[Position annotation records]
>>>>>

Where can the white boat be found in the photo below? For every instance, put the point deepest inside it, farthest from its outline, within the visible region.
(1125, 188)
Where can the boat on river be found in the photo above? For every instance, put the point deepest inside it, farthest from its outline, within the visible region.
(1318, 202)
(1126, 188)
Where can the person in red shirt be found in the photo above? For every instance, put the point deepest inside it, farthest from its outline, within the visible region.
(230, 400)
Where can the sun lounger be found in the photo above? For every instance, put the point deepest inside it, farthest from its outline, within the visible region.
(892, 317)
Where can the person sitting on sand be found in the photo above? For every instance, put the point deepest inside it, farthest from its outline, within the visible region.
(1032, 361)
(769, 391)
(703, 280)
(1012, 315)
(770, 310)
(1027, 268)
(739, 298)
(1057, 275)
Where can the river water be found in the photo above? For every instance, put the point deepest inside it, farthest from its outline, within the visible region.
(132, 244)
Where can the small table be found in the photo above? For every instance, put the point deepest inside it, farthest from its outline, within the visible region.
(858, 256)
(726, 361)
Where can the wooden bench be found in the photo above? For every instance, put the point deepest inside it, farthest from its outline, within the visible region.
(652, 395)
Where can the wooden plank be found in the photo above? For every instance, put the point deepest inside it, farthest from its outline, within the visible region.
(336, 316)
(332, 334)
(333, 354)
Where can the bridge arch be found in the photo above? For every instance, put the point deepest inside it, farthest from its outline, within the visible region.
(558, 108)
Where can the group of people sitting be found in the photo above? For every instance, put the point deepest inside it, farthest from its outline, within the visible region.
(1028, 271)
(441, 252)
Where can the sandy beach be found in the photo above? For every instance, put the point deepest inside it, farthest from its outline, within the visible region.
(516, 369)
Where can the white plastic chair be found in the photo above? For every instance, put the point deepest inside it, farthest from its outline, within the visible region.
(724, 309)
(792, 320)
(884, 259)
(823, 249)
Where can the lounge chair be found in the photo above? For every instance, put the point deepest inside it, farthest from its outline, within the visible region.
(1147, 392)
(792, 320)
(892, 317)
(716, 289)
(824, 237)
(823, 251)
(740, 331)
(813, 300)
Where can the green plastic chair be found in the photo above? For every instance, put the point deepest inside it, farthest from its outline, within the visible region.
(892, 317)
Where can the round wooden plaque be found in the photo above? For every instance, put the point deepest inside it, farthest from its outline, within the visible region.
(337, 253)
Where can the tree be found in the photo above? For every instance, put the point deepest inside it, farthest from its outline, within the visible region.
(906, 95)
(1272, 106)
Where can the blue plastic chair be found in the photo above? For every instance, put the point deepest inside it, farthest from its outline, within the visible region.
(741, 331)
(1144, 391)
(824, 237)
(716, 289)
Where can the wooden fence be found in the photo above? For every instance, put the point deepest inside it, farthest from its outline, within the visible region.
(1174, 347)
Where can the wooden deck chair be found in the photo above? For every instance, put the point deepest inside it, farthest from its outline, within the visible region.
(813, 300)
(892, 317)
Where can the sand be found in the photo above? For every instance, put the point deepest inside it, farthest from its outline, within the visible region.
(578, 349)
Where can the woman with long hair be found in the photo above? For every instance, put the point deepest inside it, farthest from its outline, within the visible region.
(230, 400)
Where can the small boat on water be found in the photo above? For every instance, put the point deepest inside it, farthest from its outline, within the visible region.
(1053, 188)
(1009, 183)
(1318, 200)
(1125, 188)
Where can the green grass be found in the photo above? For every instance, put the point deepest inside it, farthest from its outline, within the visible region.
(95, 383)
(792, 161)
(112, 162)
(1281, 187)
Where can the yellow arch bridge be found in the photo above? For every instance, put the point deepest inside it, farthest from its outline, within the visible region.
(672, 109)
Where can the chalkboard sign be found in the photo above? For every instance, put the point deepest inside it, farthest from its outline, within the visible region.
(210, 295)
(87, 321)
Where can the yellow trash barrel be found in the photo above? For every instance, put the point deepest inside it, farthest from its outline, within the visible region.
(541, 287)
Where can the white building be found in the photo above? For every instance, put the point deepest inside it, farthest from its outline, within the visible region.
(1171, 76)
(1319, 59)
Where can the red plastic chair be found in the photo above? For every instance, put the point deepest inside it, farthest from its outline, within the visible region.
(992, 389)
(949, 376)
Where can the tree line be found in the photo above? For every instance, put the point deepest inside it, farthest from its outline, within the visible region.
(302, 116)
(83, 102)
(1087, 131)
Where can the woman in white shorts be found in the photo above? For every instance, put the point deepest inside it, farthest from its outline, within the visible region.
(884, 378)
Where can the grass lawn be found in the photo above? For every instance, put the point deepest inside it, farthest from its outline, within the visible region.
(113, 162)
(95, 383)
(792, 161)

<<<<<
>>>>>

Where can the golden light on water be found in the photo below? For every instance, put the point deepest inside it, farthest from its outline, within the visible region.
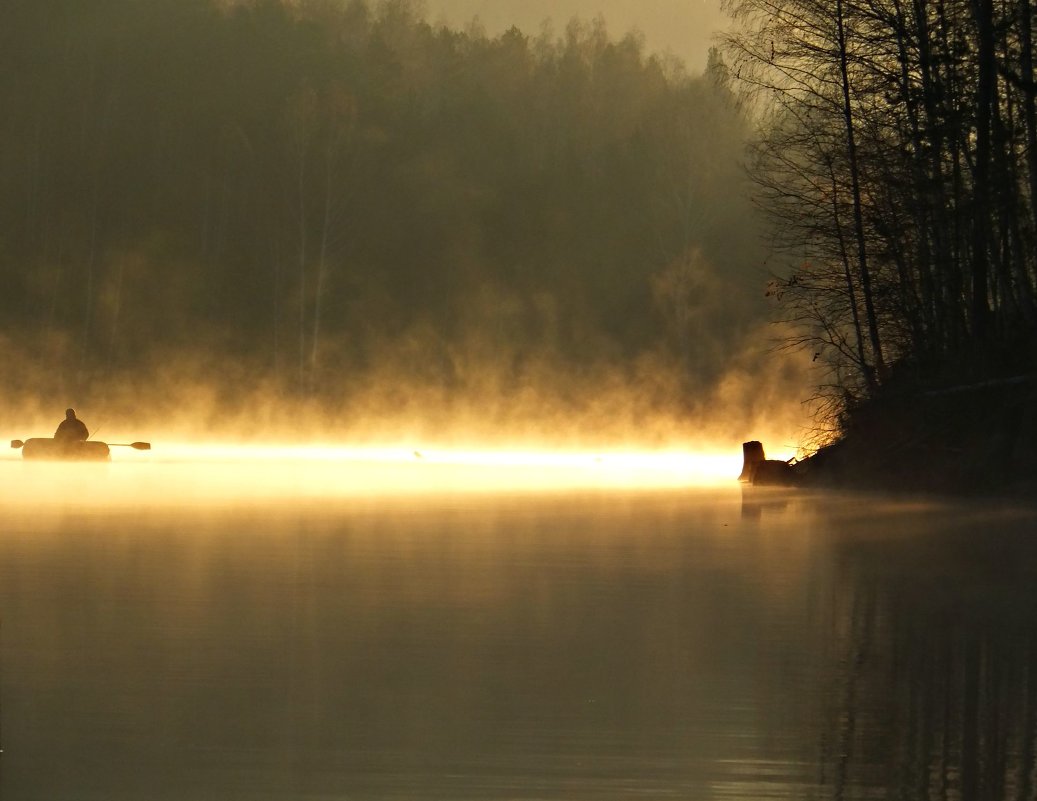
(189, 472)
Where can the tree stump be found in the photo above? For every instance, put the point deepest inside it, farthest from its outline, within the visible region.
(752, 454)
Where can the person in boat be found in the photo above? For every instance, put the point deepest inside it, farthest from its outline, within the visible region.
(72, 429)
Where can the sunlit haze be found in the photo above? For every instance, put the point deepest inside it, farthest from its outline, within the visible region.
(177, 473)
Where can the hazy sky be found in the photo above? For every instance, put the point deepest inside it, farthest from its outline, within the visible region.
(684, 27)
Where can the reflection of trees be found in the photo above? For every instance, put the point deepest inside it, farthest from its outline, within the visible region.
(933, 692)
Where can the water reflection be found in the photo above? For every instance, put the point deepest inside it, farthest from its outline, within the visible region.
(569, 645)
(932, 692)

<<<<<

== AIM ==
Pull out every line of the data above that contains the word "table", and treat uppercase and lowercase as different.

== ANSWER TO THIS EXERCISE ==
Where can the small table be found in the photo above? For every instance, put the point deepest inside it, farthest from its outline, within the visible region.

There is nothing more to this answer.